(Dataset records about object locations)
----

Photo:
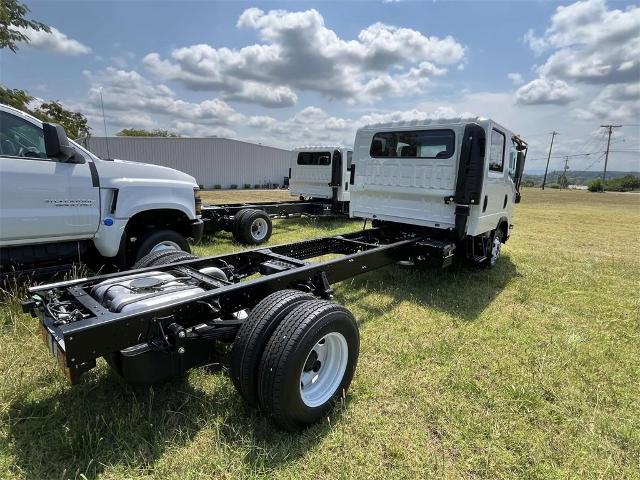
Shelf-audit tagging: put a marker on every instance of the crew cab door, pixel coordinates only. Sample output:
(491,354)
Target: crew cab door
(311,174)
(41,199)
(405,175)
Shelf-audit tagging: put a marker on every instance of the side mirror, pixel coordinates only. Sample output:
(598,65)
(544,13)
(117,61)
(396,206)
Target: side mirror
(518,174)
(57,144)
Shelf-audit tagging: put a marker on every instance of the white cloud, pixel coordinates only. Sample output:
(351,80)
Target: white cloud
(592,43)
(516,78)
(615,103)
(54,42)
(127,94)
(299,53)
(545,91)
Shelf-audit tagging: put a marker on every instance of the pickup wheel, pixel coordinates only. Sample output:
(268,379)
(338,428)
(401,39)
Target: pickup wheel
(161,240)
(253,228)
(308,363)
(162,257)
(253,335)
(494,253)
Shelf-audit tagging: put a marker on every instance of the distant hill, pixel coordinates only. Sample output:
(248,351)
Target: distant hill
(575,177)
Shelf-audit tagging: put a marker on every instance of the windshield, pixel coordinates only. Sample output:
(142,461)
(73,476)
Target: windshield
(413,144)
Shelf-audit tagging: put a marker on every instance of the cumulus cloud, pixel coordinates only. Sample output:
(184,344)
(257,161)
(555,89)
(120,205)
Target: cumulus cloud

----

WHAT YOU NEED TO DO: Rescale the records above by writing out all their lines again, requests included, with each answer coordinate multiplied by 1.2 and rounded to a whole number, halves up, while the requests and their sample outputs stay unchanged. Leave the pictures out of your answer.

COMPLETE ANSWER:
Photo:
Shelf-audit tagging: put a marker on every instance of the crew cab door, pixel coordinates only. Sample output:
(491,354)
Target: crew cab door
(373,209)
(49,239)
(486,210)
Shelf-audit tagging: put a marker on every instance of the side mirror, pixel coordinates only. Sample output:
(598,65)
(544,13)
(117,61)
(396,206)
Target: side mirror
(622,209)
(68,173)
Shelf-audit tagging: put a marker on every instance of the white cloud, pixel coordinates only. Sample output:
(351,80)
Target: white cloud
(710,52)
(619,94)
(738,124)
(65,50)
(152,113)
(359,64)
(654,109)
Shelf-audit tagging: put a marker on every instance of the pickup wheel, pixel coordinates only. Sample output:
(268,379)
(338,428)
(401,39)
Target: pickup wheel
(193,288)
(304,274)
(370,436)
(194,308)
(304,402)
(593,304)
Shelf-audit tagging: put a marker on every instance of the distant hill, pixel coordinates only. Sample output:
(248,351)
Target: distant hill
(690,212)
Shelf-audit tagging: put a marker on every instance of the windshield, pixel coordinates only. Sample output:
(142,461)
(73,476)
Target: windshield
(496,173)
Shelf-audit tagging: put a marker on every instance of the cumulus cloud, pixel coordinates only. Sample output:
(184,344)
(257,161)
(555,89)
(120,205)
Target: cumulus cloud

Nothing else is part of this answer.